_PROBLEM REQUIREMENTS_: Print the data below exactly as it appears.

_DATA RECORDS_:
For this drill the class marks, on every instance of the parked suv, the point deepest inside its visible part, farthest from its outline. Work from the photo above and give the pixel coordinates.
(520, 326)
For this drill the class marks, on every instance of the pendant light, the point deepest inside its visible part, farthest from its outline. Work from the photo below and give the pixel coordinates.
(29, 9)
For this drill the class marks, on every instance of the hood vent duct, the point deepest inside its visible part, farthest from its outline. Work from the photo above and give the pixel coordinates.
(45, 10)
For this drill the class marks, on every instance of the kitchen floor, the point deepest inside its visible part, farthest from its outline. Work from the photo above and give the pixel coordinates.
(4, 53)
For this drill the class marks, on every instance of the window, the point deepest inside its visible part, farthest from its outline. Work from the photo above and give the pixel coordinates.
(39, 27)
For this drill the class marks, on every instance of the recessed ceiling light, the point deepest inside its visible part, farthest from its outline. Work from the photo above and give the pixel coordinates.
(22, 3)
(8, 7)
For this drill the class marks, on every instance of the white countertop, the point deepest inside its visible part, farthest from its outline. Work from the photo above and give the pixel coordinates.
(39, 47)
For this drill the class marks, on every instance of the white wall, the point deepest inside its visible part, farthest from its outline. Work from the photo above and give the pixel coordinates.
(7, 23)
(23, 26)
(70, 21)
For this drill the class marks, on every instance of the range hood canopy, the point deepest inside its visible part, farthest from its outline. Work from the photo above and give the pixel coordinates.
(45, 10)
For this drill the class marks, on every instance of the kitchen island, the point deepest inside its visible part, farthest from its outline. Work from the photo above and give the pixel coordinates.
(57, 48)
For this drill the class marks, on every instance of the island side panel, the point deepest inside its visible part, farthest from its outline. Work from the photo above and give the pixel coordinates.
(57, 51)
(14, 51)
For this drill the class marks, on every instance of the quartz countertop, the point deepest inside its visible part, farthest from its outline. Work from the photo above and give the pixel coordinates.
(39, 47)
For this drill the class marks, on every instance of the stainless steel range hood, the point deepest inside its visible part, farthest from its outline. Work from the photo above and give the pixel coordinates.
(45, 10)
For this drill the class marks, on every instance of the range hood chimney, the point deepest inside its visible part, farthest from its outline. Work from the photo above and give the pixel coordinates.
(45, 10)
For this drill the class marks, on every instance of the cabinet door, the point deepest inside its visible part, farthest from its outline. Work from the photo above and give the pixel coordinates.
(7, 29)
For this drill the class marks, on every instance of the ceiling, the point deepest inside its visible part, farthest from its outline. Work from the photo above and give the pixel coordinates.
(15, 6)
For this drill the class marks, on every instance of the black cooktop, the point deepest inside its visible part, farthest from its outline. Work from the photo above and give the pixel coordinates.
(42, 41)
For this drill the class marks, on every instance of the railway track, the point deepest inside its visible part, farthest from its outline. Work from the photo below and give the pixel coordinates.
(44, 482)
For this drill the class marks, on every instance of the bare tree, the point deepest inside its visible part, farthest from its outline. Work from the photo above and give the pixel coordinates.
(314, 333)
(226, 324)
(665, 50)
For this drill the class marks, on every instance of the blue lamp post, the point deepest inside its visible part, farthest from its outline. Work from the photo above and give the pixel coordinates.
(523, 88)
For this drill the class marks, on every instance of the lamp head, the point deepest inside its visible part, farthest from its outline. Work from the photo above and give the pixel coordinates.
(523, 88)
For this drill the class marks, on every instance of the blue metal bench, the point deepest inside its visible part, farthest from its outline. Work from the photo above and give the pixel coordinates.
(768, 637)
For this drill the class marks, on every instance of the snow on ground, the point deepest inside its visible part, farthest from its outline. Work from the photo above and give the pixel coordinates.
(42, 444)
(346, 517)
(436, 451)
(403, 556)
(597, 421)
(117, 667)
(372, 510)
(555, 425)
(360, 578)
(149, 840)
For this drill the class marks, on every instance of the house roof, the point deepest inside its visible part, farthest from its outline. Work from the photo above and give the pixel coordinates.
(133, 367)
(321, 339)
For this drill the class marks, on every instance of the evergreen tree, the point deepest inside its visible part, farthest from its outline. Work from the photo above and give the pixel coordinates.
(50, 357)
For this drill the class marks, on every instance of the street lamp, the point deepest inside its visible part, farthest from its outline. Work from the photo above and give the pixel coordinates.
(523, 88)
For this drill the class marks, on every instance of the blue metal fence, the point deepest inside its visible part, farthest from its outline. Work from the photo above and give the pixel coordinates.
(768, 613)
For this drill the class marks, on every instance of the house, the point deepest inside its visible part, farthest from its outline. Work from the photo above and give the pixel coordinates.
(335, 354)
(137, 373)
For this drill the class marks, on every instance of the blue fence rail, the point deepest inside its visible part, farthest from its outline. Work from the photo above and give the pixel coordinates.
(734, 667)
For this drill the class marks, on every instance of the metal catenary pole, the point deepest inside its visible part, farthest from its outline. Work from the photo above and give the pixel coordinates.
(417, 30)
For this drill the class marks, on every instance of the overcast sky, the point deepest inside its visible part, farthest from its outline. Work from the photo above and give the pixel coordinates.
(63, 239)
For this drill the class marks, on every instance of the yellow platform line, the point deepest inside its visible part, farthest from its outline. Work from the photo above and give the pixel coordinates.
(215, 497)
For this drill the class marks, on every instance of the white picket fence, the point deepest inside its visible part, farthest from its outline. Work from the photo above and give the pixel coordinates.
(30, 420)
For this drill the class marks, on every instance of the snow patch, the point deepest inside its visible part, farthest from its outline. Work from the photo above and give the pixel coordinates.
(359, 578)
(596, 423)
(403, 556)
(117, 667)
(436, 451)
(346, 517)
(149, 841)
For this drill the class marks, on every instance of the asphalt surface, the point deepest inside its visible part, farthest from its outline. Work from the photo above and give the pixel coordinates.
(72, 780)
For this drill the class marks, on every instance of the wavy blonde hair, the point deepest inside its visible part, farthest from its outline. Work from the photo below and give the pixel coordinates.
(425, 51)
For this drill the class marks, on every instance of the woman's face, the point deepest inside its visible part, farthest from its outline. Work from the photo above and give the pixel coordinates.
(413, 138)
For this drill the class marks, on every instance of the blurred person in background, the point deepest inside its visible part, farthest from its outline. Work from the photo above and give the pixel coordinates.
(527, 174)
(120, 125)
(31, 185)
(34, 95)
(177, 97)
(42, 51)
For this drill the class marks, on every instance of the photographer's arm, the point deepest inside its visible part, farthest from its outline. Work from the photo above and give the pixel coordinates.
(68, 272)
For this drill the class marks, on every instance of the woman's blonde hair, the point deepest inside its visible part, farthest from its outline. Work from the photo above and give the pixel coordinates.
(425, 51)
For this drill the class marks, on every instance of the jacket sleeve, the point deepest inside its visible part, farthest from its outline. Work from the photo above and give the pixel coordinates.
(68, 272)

_WRITTEN SOLUTION_:
For this drill the class marks, on every instance of the parked suv, the point deepest inside its visible part, farthest from its outline. Work from the photo above and give the pixel coordinates.
(520, 326)
For this drill the class marks, on every instance of the pendant light, the point deepest inside its visible part, farthest from its outline. Work from the photo below and give the pixel coordinates.
(29, 9)
For this drill the class marks, on every instance of the hood vent duct, the point deepest inside its visible part, farthest from its outline. Work from the photo above and give the pixel coordinates.
(45, 10)
For this drill the class marks, on every instance of the kitchen floor, the point deepest inside its visible part, farthest from its outline. Work from the photo above and give the pixel coordinates.
(4, 53)
For this drill the class marks, on every instance of the window, the point deepest inside its visible part, farthest from its outline. Work from the photo above and give the pixel coordinates.
(39, 27)
For this drill the class marks, on every instance of the recessed ceiling light, the point deepest inside its visible part, farthest from its outline. Work from the photo above and give the pixel coordinates.
(22, 3)
(8, 7)
For this drill the class marks, on every instance of the white countertop, the point deepest inside its visible part, farthest from its outline. Work from the photo above and give the pixel coordinates.
(39, 47)
For this drill the class marks, on every instance of the white wall, the point deepest inside its visible part, farthest from its outline. Work from the photo above and give the pixel coordinates.
(7, 23)
(23, 26)
(70, 21)
For this drill the class marks, on every instance of the range hood canopy, the point deepest inside its visible part, farthest from its outline. Work from the photo above and give the pixel coordinates.
(45, 10)
For this drill the class marks, on every instance of the kitchen island, the point deepest inside its visible part, farthest from its outline. Work from the photo above and give the pixel coordinates.
(57, 48)
For this drill the class marks, on every instance of the island side panel, the point deepest inside its visible part, farthest from its outline. Work from the photo above and give the pixel coordinates.
(57, 51)
(14, 51)
For this drill the class marks, on every instance of the quartz countertop, the point deepest inside its visible part, farthest from its outline. Work from the photo above and give the pixel coordinates.
(39, 47)
For this drill the class marks, on every instance of the stainless steel range hood, the point deepest inside its visible part, farthest from its outline. Work from the photo above and give the pixel coordinates.
(45, 10)
For this drill the class marks, on every instance of the range hood chimney, the point deepest inside its visible part, farthest from its outline. Work from the photo above and give the pixel coordinates.
(45, 10)
For this drill the class marks, on every instance of the cabinet door, the point deepest inside its visible part, farthest from its outline. Work from the photo above and give the pixel coordinates.
(7, 29)
For this drill the class marks, on every instance of the ceiling, the point deepest inside its visible part, farthest from its outline. Work from the photo above and give the pixel coordinates.
(15, 6)
For this drill the class marks, on every instance of the black cooktop, the point deepest inside its visible part, farthest from its outline. Work from the photo above and give the pixel coordinates.
(42, 41)
For this drill the class marks, on every instance of the railway track, the point deepest inside its visible part, farthest from its outline. Work from the photo below and give the pixel coordinates.
(44, 482)
For this drill the class marks, on every instance of the bare tree, the point deepest inside its visible part, farthest from its outline. Work from the photo above and give the pixel coordinates.
(314, 333)
(226, 324)
(665, 50)
For this drill the class marks, on every instance of the blue lamp post, the point deepest inside its visible part, farthest from its outline. Work from the photo above and give the pixel coordinates.
(523, 88)
For this drill the class marks, on every instance of the lamp head, the point deepest inside its visible part, farthest from its outline. Work from the photo above and give the pixel coordinates.
(523, 88)
For this drill the class marks, on every instance of the blue metal bench, the point deepest inside its visible part, farthest from its outline. Work from the photo above and give the pixel coordinates.
(768, 637)
For this drill the class marks, on every instance of the snow on ground, the point deepest inside its visible part, farthest from its outline. Work from the photo above and give the pixel coordinates.
(42, 444)
(346, 517)
(436, 451)
(403, 556)
(597, 421)
(117, 667)
(372, 510)
(555, 425)
(360, 578)
(149, 840)
For this drill the class marks, on every instance of the house roof, the point deepest inside its visible part, farthest from its outline. Work from the photo above and give the pixel coordinates.
(133, 367)
(321, 339)
For this drill the class marks, on every instance of the evergreen tree, the point deepest inside its visible part, farthest from its outline. Work from the photo above and give the pixel coordinates.
(50, 357)
For this drill the class marks, on every instance of the street lamp, the point deepest inside its visible part, farthest from its outline. Work from the photo above and give the pixel coordinates.
(523, 88)
For this drill the class marks, on every instance of the blue metal fence, the point deepest inside its visible part, farthest from its outline. Work from the photo above and give the pixel coordinates.
(768, 613)
For this drill the class marks, on every instance of the house, the point deepest inside its visible part, farthest from its outline. Work from the photo above and give the pixel coordinates.
(335, 354)
(137, 373)
For this drill the class marks, on every instance of the blue fence rail, the point deepest inside its visible part, farthest from its outline. Work from the photo above and give the pixel coordinates.
(734, 667)
For this drill the class marks, on every instance of the metal catenary pole, the point deepest inside its visible part, farthest from its outline. Work from the photo above and give the pixel coordinates.
(417, 30)
For this drill the class marks, on every instance of the overcast sky, the point deepest inside its visible part, farthest from its outline. Work from the photo above and give the pixel coordinates.
(63, 239)
For this drill the class marks, on every instance of the yellow platform line, the point deepest inside its visible part, farthest from its outline. Work from the photo above and give the pixel coordinates.
(215, 497)
For this drill the class marks, on every instance of the white picket fence, the point deepest inside its visible part, farthest from its outline. Work from the photo above and give the pixel coordinates.
(30, 420)
For this drill the class marks, on every instance of the snow patch, the point deepest inside its visible part, farthest from its outline. Work from the photo above and give the pixel coordinates.
(359, 578)
(596, 423)
(403, 556)
(117, 667)
(436, 451)
(346, 517)
(149, 841)
For this drill the class marks, on every instance of the asphalt surface, the point deepest inside its visible part, farthest from its outline. Work from the photo above and give the pixel coordinates.
(72, 780)
For this drill the class marks, on every instance of the wavy blonde hair, the point deepest inside its visible part, farthest from its outline. Work from the photo below and give the pixel coordinates.
(425, 51)
For this drill the class marks, on every instance of the woman's face, the point deepest inside its visible part, farthest from its outline. Work from the photo above and give the pixel coordinates.
(413, 138)
For this drill the class marks, on every instance of the blurred person in background, the point deepest inside its visible part, farthest from its outline. Work from the photo above and give the pixel coordinates.
(527, 174)
(120, 125)
(31, 185)
(34, 95)
(177, 97)
(42, 51)
For this drill the class marks, on every instance of the photographer's arm, the point deepest inside its visible part, farthest from its outline. Work from the photo above and give the pixel coordinates.
(68, 272)
For this drill the class marks, on every instance of the woman's blonde hair, the point deepest inside its visible part, farthest from its outline. Work from the photo above and give the pixel coordinates.
(425, 51)
For this drill the class marks, on every instance of the jacket sleeve, the point deepest inside its visible part, farthest from its outline. Work from the photo above and give the pixel coordinates.
(68, 272)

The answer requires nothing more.